Tâches à réaliser
a - Traduisez en anglais la phrase suivante de l’extrait sur la ponction biopsie hépatique : « La ponction biopsie hépatique reste donc un examen d’actualité, n’en déplaise à certaines cassandres. »
b - Poursuivez l’extrait sur la ponction biopsie hépatique à partir de sa dernière phrase.

Extrait fourni
━━━━━━━━━━━━━━━━━━━━━━━━━━━━━━
Le délai de lecture moyen de la PBH est de 22,97 ± 8,24 jours (extrêmes 5 à 40 jours). Le diagnostic final est établi après un délai moyen de 9,44 ± 9,92 mois (extrêmes 1,5 à 61 mois). Il existe une différence statistiquement significative entre le délai écoulé entre la première consultation et la date de la PBH, et celui qui a été nécessaire à l’obtention du diagnostic histologique (p<0.01).
La PBH à visée diagnostique comparativement aux autres sites de ponction biopsie est significativement plus performante (p=0.000005). Ce dernier constat nous amène à nous interroger sur la place à attribuer à la PBH dans le diagnostic en Médecine Interne.
La ponction biopsie hépatique reste donc un examen d’actualité, n’en déplaise à certaines cassandres.
━━━━━━━━━━━━━━━━━━━━━━━━━━━━━━
Données brutes
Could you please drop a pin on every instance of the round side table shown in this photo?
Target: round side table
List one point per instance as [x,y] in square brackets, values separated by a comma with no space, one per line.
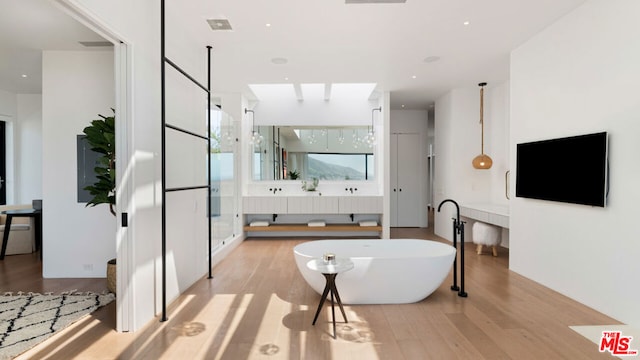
[330,271]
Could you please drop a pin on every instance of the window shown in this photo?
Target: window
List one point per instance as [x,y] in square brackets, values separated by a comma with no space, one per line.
[339,166]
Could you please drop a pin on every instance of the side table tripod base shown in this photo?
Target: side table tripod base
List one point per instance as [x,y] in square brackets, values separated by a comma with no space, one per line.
[330,287]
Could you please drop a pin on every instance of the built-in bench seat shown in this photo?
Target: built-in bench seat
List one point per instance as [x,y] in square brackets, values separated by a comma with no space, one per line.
[22,239]
[306,228]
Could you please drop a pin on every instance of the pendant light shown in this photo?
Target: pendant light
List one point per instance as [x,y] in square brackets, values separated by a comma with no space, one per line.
[482,161]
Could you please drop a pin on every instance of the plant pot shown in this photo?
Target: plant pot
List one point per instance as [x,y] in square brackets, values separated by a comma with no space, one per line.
[111,275]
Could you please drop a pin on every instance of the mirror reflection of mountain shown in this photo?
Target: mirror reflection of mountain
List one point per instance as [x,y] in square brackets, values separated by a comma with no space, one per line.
[325,171]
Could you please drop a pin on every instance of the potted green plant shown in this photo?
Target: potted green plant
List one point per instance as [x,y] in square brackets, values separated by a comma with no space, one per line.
[101,136]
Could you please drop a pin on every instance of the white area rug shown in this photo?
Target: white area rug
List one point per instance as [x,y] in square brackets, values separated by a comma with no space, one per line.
[595,333]
[28,319]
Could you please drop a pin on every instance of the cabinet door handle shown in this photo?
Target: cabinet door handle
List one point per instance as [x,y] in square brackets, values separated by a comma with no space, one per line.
[506,184]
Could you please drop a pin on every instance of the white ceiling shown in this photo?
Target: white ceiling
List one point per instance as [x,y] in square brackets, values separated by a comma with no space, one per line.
[323,41]
[26,28]
[328,41]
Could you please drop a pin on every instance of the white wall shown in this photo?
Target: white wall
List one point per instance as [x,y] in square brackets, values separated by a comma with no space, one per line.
[8,114]
[416,122]
[458,140]
[578,76]
[28,154]
[23,116]
[76,87]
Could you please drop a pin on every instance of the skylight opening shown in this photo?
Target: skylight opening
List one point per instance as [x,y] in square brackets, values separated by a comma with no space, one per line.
[360,91]
[312,91]
[273,91]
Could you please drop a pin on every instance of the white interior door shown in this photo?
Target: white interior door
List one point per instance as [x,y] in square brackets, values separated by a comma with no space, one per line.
[394,181]
[409,195]
[405,180]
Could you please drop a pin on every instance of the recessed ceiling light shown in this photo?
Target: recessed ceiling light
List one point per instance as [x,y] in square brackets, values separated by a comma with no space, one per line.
[96,43]
[374,1]
[279,61]
[219,24]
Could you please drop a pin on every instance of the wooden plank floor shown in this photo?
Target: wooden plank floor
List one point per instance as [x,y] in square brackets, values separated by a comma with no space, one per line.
[259,307]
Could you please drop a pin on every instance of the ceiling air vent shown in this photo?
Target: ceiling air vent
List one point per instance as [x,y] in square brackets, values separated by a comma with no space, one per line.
[96,43]
[374,1]
[219,24]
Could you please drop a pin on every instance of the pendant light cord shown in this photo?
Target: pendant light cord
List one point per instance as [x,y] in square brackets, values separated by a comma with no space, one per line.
[482,85]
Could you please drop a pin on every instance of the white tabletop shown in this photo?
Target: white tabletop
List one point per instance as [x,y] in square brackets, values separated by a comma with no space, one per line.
[340,265]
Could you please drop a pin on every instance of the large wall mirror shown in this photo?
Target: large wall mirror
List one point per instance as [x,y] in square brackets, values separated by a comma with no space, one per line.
[307,152]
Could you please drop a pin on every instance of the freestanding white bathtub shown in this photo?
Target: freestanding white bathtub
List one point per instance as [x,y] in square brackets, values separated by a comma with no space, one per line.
[386,271]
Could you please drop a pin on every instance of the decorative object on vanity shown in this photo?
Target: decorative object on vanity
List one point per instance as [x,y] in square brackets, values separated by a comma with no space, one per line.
[458,229]
[329,258]
[368,223]
[306,186]
[256,138]
[485,235]
[294,175]
[482,161]
[316,223]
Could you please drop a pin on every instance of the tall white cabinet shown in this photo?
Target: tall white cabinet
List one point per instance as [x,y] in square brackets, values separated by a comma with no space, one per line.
[405,188]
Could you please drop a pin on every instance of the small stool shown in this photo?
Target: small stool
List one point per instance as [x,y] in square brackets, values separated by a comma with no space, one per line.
[330,270]
[486,234]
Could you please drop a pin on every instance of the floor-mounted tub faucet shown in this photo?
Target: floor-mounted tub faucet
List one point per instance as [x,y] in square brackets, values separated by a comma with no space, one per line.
[458,229]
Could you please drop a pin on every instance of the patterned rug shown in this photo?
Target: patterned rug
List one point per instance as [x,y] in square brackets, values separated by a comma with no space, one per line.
[27,319]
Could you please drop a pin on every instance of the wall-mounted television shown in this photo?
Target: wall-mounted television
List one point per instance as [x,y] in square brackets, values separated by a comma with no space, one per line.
[570,169]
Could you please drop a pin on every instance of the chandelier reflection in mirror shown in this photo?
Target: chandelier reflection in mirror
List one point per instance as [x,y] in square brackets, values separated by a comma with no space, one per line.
[256,138]
[370,138]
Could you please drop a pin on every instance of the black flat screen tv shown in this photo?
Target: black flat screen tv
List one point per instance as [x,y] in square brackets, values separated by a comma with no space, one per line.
[571,169]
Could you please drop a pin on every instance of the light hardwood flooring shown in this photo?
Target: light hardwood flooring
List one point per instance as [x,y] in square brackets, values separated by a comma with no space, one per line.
[259,307]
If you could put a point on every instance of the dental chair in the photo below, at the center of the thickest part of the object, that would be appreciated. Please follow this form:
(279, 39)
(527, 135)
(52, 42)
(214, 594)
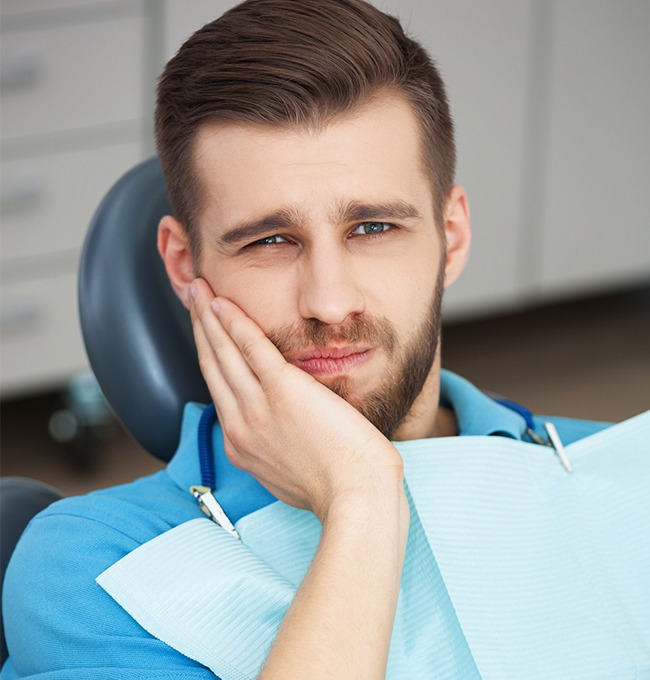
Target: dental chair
(138, 337)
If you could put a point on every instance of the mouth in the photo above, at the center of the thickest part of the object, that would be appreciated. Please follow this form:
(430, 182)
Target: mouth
(331, 360)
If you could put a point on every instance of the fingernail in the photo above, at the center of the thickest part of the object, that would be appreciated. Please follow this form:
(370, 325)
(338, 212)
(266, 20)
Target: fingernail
(191, 293)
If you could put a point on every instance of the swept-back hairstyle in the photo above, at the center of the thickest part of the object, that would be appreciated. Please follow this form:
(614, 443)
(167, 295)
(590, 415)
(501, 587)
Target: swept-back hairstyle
(294, 63)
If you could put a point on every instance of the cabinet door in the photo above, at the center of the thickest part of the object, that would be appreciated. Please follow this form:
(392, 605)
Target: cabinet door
(482, 49)
(597, 215)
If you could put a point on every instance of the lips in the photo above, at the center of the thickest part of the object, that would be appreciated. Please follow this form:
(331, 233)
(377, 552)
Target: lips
(331, 360)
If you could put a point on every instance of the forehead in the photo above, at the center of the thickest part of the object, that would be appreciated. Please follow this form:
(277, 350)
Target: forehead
(372, 154)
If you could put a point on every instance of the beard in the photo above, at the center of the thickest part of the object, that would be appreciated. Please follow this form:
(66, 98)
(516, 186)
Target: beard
(409, 364)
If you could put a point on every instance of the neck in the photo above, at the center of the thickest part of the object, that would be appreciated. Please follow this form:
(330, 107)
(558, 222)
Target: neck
(427, 418)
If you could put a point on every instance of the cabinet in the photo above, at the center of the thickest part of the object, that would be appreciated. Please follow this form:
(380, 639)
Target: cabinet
(551, 104)
(73, 105)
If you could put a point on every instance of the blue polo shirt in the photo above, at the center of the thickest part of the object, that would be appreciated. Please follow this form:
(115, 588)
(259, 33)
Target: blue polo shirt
(60, 624)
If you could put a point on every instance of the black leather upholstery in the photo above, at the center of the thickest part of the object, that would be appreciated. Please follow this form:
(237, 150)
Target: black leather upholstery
(137, 333)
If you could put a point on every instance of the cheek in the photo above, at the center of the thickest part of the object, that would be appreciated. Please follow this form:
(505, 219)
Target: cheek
(263, 297)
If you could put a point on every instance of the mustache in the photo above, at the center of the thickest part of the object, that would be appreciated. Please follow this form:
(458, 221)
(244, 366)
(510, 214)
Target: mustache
(361, 329)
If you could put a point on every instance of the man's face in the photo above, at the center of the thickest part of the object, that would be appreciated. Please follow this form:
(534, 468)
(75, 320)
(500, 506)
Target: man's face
(327, 240)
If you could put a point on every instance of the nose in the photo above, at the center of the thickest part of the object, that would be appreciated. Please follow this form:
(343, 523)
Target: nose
(329, 289)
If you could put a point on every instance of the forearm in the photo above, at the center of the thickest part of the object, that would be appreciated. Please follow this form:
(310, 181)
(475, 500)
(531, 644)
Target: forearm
(341, 620)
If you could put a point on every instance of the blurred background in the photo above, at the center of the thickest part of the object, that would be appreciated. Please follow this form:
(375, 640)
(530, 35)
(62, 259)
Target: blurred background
(551, 100)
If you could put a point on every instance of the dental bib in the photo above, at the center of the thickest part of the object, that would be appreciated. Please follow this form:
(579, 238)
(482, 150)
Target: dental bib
(514, 567)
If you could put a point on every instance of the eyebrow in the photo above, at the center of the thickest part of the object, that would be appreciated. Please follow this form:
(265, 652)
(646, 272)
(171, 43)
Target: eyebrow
(292, 219)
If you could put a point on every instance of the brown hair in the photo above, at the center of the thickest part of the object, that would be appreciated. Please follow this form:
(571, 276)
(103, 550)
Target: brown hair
(294, 62)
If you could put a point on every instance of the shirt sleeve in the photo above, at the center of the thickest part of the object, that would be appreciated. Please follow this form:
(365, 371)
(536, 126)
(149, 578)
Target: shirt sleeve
(59, 623)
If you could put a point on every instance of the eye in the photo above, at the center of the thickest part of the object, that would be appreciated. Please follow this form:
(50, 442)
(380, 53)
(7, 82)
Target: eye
(273, 240)
(371, 228)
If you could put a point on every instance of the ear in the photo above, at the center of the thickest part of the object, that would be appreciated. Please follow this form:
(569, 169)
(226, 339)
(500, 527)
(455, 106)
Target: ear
(174, 248)
(458, 233)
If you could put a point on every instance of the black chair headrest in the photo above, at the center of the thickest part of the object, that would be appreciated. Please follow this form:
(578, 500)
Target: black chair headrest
(137, 333)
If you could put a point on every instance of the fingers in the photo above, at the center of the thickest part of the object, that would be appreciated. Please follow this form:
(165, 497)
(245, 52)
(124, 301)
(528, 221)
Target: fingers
(229, 377)
(260, 354)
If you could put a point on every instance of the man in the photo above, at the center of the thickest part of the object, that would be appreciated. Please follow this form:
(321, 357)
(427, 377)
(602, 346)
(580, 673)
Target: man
(309, 155)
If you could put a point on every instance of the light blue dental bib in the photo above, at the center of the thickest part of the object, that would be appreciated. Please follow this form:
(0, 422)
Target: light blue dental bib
(514, 568)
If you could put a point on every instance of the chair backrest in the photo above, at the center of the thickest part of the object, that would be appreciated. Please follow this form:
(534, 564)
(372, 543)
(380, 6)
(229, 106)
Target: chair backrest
(137, 333)
(20, 500)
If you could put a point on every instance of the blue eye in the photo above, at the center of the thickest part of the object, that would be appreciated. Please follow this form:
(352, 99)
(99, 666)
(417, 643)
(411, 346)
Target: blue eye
(371, 228)
(268, 241)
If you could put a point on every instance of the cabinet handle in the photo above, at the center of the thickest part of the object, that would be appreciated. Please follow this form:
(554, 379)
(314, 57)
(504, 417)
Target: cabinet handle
(18, 317)
(21, 71)
(21, 194)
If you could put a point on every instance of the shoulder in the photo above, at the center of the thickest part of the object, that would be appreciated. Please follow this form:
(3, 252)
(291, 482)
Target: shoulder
(51, 601)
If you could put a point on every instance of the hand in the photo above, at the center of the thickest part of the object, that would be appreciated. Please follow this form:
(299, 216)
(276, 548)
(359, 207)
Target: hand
(304, 443)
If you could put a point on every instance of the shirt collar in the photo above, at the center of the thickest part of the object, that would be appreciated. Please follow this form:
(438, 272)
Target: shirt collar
(477, 413)
(239, 493)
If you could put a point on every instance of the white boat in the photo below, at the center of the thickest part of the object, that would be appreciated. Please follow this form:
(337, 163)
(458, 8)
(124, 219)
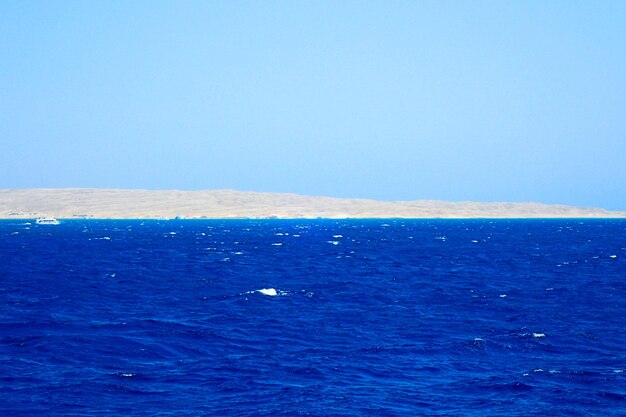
━━━━━━━━━━━━━━━━━━━━━━━━━━━━━━
Réponses aux tâches
a - Liver needle biopsy therefore remains a relevant examination, whatever certain Cassandras may say.

b -
L’importance qu’elle conserve dans le diagnostic et le pronostic des maladies hépatiques souligne à quel point la pathologie hépatique ne se résume pas à l’évaluation du stade de fibrose, contrairement à ce que certains pourraient croire. Cependant, la qualité de l’examen histopathologique de la ponction biopsie hépatique dépend directement à la fois de l’expérience du préleveur et de l’expérience du pathologiste.